SOURCE DATA
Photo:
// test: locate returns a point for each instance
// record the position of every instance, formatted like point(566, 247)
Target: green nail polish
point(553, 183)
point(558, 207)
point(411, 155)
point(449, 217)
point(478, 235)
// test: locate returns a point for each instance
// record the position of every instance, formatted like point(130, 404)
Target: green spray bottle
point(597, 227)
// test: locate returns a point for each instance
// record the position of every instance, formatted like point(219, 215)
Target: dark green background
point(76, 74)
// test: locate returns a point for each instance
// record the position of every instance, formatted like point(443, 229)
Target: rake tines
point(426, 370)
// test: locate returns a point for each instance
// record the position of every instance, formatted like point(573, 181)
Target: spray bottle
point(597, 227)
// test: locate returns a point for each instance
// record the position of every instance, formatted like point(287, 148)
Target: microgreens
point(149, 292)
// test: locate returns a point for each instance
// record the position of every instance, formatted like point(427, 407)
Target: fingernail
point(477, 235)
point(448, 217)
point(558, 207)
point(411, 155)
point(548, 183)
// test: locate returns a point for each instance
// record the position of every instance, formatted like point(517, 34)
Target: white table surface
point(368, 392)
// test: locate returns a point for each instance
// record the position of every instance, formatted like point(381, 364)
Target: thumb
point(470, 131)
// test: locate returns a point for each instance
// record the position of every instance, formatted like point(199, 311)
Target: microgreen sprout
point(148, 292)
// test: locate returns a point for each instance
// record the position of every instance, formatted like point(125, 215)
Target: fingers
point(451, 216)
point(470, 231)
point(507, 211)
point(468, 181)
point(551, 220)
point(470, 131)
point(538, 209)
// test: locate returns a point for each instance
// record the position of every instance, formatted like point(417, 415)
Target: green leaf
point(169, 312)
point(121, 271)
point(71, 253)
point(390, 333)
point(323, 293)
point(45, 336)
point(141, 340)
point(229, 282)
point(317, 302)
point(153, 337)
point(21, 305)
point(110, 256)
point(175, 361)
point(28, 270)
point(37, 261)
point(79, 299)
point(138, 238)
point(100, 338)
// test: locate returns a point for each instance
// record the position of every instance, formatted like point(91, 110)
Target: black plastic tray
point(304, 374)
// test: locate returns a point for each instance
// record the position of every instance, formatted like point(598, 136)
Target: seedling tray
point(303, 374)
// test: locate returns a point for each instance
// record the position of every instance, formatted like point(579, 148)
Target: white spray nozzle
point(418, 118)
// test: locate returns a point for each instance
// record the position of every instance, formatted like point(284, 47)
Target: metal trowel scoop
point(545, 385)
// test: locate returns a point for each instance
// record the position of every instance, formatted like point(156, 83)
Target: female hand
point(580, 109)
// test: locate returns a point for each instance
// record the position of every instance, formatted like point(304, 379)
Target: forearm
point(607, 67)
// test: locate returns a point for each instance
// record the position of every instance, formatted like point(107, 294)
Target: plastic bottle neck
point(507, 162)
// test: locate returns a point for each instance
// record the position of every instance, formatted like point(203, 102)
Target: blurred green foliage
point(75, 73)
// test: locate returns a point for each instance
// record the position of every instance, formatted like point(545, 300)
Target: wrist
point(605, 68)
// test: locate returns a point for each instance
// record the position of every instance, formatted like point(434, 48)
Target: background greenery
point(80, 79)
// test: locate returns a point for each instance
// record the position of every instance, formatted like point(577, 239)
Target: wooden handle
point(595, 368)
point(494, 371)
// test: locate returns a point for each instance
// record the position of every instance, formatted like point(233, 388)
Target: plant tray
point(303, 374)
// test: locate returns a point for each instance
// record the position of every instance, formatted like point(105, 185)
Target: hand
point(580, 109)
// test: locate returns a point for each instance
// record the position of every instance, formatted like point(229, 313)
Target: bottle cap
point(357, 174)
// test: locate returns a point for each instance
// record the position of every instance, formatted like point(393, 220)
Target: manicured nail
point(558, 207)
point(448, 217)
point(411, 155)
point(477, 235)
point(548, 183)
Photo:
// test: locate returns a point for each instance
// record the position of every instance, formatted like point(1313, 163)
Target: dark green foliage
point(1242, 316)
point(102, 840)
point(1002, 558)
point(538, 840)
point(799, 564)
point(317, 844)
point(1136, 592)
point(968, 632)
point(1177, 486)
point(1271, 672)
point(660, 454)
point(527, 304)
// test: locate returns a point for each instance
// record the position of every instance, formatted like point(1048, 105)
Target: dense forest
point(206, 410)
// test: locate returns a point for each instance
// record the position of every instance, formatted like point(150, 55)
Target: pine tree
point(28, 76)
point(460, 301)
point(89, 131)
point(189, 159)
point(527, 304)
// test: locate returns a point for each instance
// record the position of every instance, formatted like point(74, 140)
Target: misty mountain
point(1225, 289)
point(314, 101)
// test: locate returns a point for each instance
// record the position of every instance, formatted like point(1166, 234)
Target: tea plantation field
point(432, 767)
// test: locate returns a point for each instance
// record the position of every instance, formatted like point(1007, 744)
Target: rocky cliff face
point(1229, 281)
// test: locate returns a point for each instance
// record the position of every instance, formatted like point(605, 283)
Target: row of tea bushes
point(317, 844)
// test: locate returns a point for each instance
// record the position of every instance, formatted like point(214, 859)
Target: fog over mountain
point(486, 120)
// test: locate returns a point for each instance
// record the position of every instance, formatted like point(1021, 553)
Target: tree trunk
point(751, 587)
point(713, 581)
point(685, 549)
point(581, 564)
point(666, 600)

TASK
Reproduce exactly what is written in the listing above.

COMPLETED TASK
Photo:
// test: locate returns a point for each instance
// record the position of every instance, formatted like point(566, 247)
Target: green nail polish
point(553, 183)
point(558, 207)
point(411, 155)
point(449, 217)
point(478, 235)
// test: locate returns a point for each instance
// record the position of every instance, formatted like point(130, 404)
Target: green spray bottle
point(597, 227)
// test: locate returns a point for each instance
// record the position of every instance, formatted like point(219, 215)
Target: dark green background
point(76, 74)
// test: locate returns a point for each instance
// record the position of every instance, formatted like point(443, 229)
Target: rake tines
point(426, 370)
// test: locate returns a point for each instance
// record the position of every instance, formatted like point(573, 181)
Target: spray bottle
point(597, 227)
// test: locate returns a point for each instance
// record the position of every instance, formatted like point(287, 148)
Target: microgreens
point(149, 292)
// test: locate returns a point for each instance
// record the position of every instance, formatted like point(427, 407)
Target: fingernail
point(477, 235)
point(448, 217)
point(558, 207)
point(411, 155)
point(548, 183)
// test: locate returns a point for each instance
// record the position of every instance, formatted like point(517, 34)
Target: white table surface
point(368, 392)
// test: locate returns a point for each instance
// record the position of every instance, formatted like point(381, 364)
Target: thumb
point(470, 131)
// test: locate returns a point for each instance
// record the position of every instance, formatted like point(199, 311)
Target: microgreen sprout
point(148, 292)
// test: locate returns a point for each instance
// record the position of every instance, formatted like point(125, 215)
Target: fingers
point(451, 216)
point(470, 231)
point(507, 211)
point(468, 181)
point(551, 220)
point(470, 131)
point(538, 209)
// test: locate returns a point for each instance
// record the position of every instance, formatted like point(417, 415)
Target: green leaf
point(169, 312)
point(121, 271)
point(71, 253)
point(390, 333)
point(323, 293)
point(45, 336)
point(141, 340)
point(229, 282)
point(317, 302)
point(153, 337)
point(21, 305)
point(110, 256)
point(175, 361)
point(28, 270)
point(37, 261)
point(79, 299)
point(138, 238)
point(100, 338)
// test: locate returns a point for each instance
// record the position of every instance, formatted like point(91, 110)
Target: black plastic tray
point(304, 374)
// test: locate returns a point for each instance
// record the position of every instance, formatted like point(598, 136)
Target: seedling tray
point(303, 374)
// test: locate returns a point for each instance
// record the position of every instance, formatted like point(579, 148)
Target: white spray nozzle
point(418, 118)
// test: locate returns a point for each instance
// record the position of every instance, formatted like point(284, 47)
Target: metal trowel scoop
point(545, 385)
// test: locate returns a point for each instance
// record the position of every instance, formatted like point(156, 83)
Target: female hand
point(580, 109)
// test: locate returns a point for each instance
// record the position of every instance, formatted like point(304, 379)
Target: forearm
point(607, 67)
// test: locate returns a point for each instance
// record the position of every instance, formatted like point(107, 294)
Target: plastic bottle neck
point(507, 162)
// test: locate returns a point for each instance
// record the position of every instance, formatted like point(203, 102)
Target: blurred green foliage
point(75, 73)
// test: locate returns a point for each instance
// record the position of every instance, formatted like point(545, 300)
Target: wrist
point(605, 68)
// test: locate returns a point for each instance
// record the position of every instance, formatted like point(434, 48)
Target: background greenery
point(80, 79)
// test: locate returns a point for each instance
// record the position of every instance, formatted like point(577, 239)
Target: wooden handle
point(595, 368)
point(494, 371)
// test: locate returns a point for each instance
// record the position of every instance, formatted like point(233, 388)
Target: plant tray
point(303, 374)
// test: locate returns a point for each instance
// record the position of every instance, formatted like point(105, 185)
Target: hand
point(580, 109)
// test: locate returns a point for each instance
// record the position of every instance, formatted like point(229, 313)
Target: bottle cap
point(357, 174)
// test: locate returns a point for each instance
// record the position of every instance, formatted like point(393, 220)
Target: manicured nail
point(558, 207)
point(448, 217)
point(411, 155)
point(477, 235)
point(548, 183)
Photo:
// test: locate returns a point for each instance
// record the position of every instance, formatted like point(1313, 163)
Target: dark green foliage
point(1242, 316)
point(102, 840)
point(1002, 558)
point(538, 840)
point(799, 564)
point(317, 844)
point(1136, 592)
point(968, 632)
point(1177, 486)
point(1271, 672)
point(660, 454)
point(527, 304)
// test: locate returns a point for each instance
// record the position of every instance, formatted like point(1048, 105)
Target: dense forest
point(206, 410)
// test: locate returns a point for each instance
// record the position of every instance, formatted like point(150, 55)
Target: pine tree
point(28, 76)
point(460, 301)
point(89, 131)
point(189, 159)
point(527, 304)
// test: locate returns a point for each instance
// record the position of every instance, formatted like point(74, 140)
Target: misty mountain
point(1225, 289)
point(314, 101)
// test: locate returns a point for each instance
// record the position of every instance, formatted like point(1166, 234)
Target: tea plantation field
point(432, 767)
// test: locate returns a point for each instance
// record the position of every instance, formatted like point(1007, 744)
Target: rocky cliff face
point(1229, 281)
// test: locate returns a point for each instance
// record the position of every instance, formatted like point(605, 283)
Target: row of tea bushes
point(317, 844)
// test: locate returns a point for each instance
// record the position of every instance, formatted like point(214, 859)
Target: fog over mountain
point(486, 120)
// test: locate returns a point for each instance
// record the position of every instance, formatted like point(1021, 553)
Target: tree trunk
point(751, 587)
point(713, 581)
point(685, 549)
point(581, 564)
point(666, 600)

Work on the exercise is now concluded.